Below are records; extract exactly the lines from the one with "of the grey" through the final line, including both, but drop the pictures.

....................

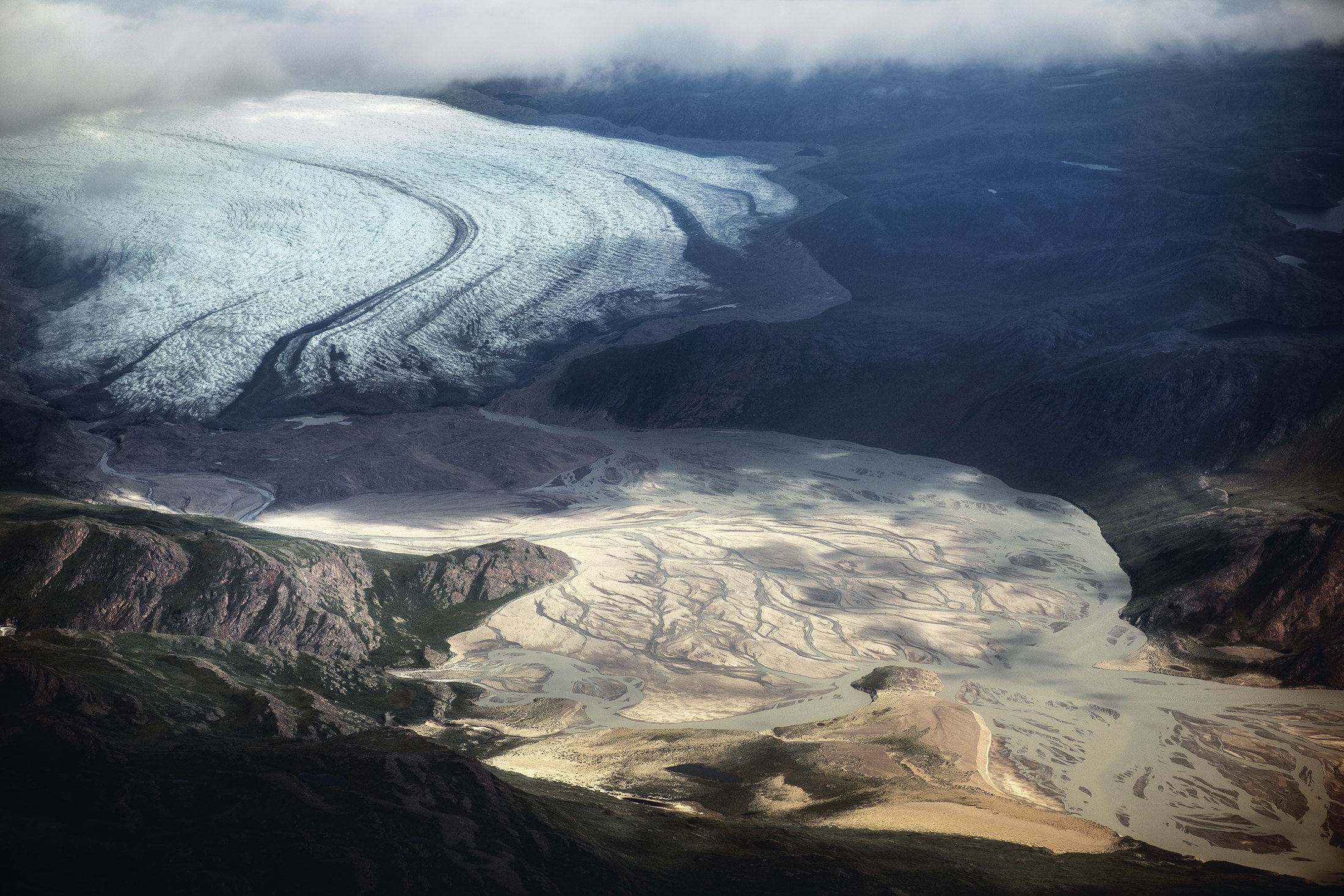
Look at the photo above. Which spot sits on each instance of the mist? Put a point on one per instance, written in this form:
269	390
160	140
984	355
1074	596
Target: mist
61	58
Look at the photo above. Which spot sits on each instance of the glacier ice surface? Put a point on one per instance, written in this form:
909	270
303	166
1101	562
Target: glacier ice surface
378	245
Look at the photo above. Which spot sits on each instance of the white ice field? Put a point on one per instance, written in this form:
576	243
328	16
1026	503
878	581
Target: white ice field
413	244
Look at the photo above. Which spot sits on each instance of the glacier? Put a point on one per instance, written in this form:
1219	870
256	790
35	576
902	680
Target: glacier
352	245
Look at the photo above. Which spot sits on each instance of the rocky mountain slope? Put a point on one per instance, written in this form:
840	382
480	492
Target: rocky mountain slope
158	574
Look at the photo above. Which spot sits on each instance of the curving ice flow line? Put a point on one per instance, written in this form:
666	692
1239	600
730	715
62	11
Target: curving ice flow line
348	244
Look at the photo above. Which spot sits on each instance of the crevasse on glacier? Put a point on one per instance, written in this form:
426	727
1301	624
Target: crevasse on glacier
345	241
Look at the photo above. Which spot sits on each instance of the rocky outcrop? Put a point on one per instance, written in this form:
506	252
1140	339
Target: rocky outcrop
86	574
1234	577
320	598
495	571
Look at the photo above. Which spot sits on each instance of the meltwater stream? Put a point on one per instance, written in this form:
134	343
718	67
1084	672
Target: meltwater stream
743	580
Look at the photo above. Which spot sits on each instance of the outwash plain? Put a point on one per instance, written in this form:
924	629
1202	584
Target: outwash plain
393	468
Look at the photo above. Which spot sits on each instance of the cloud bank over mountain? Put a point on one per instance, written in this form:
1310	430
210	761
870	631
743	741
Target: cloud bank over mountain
59	57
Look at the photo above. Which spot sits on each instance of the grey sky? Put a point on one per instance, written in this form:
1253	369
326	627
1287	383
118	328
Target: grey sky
61	57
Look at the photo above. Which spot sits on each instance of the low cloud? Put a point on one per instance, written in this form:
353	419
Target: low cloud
58	58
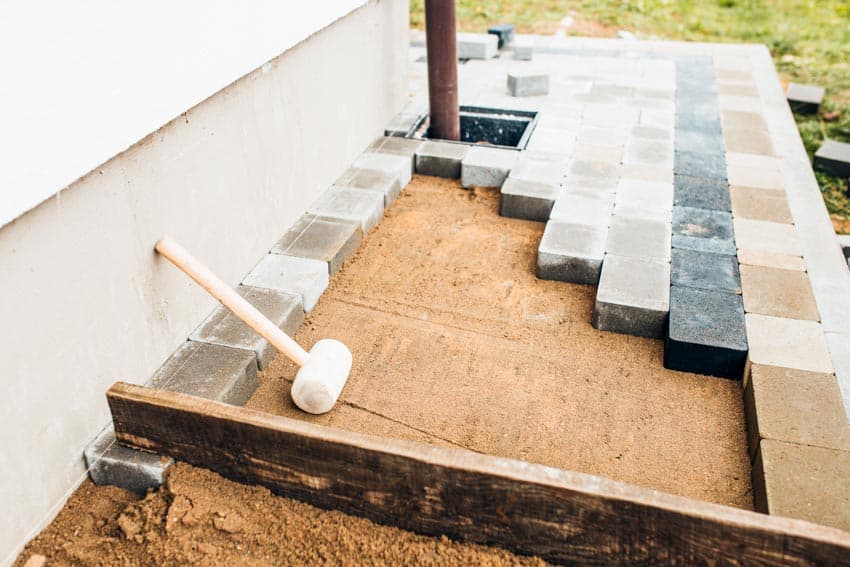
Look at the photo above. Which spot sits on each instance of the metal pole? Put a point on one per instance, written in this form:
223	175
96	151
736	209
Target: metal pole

....................

Answer in full.
Look at the photo above. Which spot sits on each instance of the grey sky? Put a point on one per instance, written in this form:
1253	369
326	627
1287	383
118	328
Target: grey sky
61	57
Look at the photo above. Which spot sits on each instance of the low cloud? Put a point on one per instance, written in this form:
353	419
Target: low cloud
58	58
Look at the photo above. Which spot sits on each instance of the metal pole? Put a point on one per instance, written in this form:
223	175
96	151
736	209
Target: metal pole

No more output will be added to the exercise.